• Stated exercise 1
In the extract on Darfur, when did Abdalla Hamdok resign as Prime Minister?
• Stated exercise 2
Print everything in the extract on Darfur from "NP's Protection Response" down to "and property destruction.".

• Extract provided
This has been compounded by political volatility in Khartoum as well. Following the overthrow of al-Bashir by a civilian-led protest movement in April 2019, a transitional Sovereign Council was formed, including a power sharing agreement civilian and military factions (source). In October 2021, the military enacted a takeover to remove civilian Prime Minister Abdalla Hamdok from office, leading to further protests. Whilst Hamdok was reinstated in November 2021, in January 2022 he resigned following continued anti-military protests.
NP's Protection Response
In the midst of ongoing political turmoil, UNAMID, a joint AU and UN peacekeeping mission in Darfur, established in 2007 with the core mandate of the protection of civilians, is withdrawing from the country. It has been replaced with the UN Special Political Mission in Sudan (UNITAMS), a political mission based predominantly in Khartoum, charged with supporting the nation through democratic transition. This is likely to leave a gap in the protection of civilians in the Darfur region which NP seeks to fill.
The civilian protection context remains highly challenging. Since December 2019, Darfur has experienced four waves of violence, three of which took place in West Darfur. The 2021 Humanitarian Needs Overview details several instances of inter-communal fighting, prompting large-scale displacement and property destruction.
“In West Darfur, following inter-communal fighting in late December 2019, some 46,000 people were displaced around El Geneina; by June, some 4,000 remained displaced. Between May and July, several inter-communal clashes took place which displaced 17,599 people in Beida, Jebel Moon, and Geneina localities [IOM]. Over 2,400 houses were burned or severely damaged [Protection Cluster]. In South Darfur, some 23,000 people were displaced in 2020 including close to 13,000 people in Kass locality due to inter-communal conflict between the Meseria and Fur tribes [IOM]. Displacement also took place in areas of North and Central Darfur, displacing approximately 7,500 people.”The 2021 Humanitarian Needs Overview
Since the October military takeover, the civilian protection context in Darfur has worsened. Local authorities have acknowledged increased insecurity in both North and West Darfur and suggest that attackers are taking advantage of the deteriorating security situation in Khartoum. At least 138 people were killed in three separate areas of Sudan’s West Darfur state in late 2021. Nearly 10,000 civilians have fled a wave of intercommunal violence in the Jebel Moon locality of West Darfur State. Over 2,000 of them, mostly women and children, have sought refuge in neighbouring Chad. Looting and burning of villages has been reported as well as reports of sexual violence.

• Entries
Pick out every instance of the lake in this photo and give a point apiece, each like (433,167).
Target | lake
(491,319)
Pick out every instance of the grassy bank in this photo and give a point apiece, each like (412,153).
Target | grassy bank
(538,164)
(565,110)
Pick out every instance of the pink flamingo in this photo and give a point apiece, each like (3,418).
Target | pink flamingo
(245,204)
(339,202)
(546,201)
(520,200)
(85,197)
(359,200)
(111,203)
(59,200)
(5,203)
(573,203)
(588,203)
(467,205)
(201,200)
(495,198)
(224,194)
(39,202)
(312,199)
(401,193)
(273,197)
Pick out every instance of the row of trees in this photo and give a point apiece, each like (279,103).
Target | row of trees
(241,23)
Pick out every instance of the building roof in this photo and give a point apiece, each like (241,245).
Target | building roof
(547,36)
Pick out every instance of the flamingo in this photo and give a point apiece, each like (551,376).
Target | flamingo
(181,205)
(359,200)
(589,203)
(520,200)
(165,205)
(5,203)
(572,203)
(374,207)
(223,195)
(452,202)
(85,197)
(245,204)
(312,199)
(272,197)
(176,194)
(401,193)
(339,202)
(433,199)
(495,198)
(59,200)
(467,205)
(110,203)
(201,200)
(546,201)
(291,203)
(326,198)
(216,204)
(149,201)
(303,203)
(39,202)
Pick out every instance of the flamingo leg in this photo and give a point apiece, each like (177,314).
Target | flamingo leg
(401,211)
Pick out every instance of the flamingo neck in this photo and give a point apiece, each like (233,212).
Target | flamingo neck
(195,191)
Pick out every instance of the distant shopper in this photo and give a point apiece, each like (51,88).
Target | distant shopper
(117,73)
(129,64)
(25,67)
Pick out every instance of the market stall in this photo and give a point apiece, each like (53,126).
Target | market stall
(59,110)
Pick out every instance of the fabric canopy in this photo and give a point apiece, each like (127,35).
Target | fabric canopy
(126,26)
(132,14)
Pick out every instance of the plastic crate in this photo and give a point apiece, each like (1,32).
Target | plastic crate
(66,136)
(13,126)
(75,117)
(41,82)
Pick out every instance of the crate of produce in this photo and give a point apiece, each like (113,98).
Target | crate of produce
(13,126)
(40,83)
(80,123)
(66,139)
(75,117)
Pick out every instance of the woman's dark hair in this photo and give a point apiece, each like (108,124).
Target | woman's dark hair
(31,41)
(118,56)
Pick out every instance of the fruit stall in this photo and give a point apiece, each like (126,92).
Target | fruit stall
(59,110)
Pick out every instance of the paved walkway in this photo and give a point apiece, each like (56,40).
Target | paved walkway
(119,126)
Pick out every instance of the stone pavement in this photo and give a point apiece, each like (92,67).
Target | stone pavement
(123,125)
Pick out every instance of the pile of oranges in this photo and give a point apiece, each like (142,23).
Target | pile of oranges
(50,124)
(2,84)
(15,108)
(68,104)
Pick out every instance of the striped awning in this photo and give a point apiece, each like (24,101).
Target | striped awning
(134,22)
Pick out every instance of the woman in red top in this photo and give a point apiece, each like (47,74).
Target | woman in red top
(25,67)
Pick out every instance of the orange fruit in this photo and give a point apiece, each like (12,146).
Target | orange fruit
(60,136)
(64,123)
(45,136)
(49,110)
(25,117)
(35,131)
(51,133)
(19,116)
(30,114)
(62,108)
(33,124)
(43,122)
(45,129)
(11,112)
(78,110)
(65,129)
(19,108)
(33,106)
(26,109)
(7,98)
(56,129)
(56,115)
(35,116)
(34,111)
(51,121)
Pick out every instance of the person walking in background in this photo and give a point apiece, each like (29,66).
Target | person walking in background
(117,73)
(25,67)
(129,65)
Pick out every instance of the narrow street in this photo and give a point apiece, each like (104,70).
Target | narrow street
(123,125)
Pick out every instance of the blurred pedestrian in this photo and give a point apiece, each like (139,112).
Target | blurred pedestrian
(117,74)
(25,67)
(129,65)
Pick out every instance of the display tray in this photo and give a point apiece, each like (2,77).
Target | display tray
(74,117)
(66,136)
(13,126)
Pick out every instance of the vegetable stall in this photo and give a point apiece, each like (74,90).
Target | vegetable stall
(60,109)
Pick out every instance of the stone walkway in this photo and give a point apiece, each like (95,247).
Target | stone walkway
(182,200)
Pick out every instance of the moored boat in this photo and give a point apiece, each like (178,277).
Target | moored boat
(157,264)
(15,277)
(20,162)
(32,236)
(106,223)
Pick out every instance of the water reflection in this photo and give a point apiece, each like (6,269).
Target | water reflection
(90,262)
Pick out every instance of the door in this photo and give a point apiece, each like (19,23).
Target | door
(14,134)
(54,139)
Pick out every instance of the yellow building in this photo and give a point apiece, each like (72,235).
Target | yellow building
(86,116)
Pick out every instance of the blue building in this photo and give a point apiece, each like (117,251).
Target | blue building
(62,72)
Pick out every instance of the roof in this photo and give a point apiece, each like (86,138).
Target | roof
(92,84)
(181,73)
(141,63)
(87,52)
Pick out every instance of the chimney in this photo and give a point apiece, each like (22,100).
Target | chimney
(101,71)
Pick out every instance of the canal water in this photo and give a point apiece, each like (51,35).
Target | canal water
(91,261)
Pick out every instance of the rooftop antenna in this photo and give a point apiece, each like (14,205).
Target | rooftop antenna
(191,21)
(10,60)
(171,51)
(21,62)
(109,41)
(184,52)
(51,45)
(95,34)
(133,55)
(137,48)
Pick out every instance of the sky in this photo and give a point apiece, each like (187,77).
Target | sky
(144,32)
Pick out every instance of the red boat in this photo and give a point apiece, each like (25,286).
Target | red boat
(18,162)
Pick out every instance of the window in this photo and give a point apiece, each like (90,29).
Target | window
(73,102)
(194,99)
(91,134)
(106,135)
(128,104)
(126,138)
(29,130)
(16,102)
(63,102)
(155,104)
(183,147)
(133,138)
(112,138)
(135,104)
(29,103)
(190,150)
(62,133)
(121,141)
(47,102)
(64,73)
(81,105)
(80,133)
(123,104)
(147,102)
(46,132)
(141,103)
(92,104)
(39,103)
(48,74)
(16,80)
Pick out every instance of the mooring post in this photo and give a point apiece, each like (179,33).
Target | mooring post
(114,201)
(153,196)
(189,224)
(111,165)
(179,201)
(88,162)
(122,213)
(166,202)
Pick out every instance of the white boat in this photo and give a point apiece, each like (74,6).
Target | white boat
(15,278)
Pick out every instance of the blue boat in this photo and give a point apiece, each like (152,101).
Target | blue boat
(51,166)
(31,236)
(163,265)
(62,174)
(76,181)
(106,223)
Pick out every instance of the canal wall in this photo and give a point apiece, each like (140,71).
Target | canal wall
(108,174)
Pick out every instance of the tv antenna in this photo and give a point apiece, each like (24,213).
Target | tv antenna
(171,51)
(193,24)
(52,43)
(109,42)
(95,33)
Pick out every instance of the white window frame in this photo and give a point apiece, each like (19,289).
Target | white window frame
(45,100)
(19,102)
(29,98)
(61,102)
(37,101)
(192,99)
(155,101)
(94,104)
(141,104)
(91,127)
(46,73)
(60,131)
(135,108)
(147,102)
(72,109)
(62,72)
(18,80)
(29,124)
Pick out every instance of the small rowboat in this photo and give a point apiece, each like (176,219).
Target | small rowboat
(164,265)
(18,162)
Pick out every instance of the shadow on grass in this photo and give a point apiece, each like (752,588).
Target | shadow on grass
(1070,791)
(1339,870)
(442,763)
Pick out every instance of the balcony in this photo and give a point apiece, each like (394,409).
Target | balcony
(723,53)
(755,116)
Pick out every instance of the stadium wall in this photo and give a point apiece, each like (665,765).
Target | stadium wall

• Written reply 1
He resigned in January 2022.

• Written reply 2
NP's Protection Response
In the midst of ongoing political turmoil, UNAMID, a joint AU and UN peacekeeping mission in Darfur, established in 2007 with the core mandate of the protection of civilians, is withdrawing from the country. It has been replaced with the UN Special Political Mission in Sudan (UNITAMS), a political mission based predominantly in Khartoum, charged with supporting the nation through democratic transition. This is likely to leave a gap in the protection of civilians in the Darfur region which NP seeks to fill.
The civilian protection context remains highly challenging. Since December 2019, Darfur has experienced four waves of violence, three of which took place in West Darfur. The 2021 Humanitarian Needs Overview details several instances of inter-communal fighting, prompting large-scale displacement and property destruction.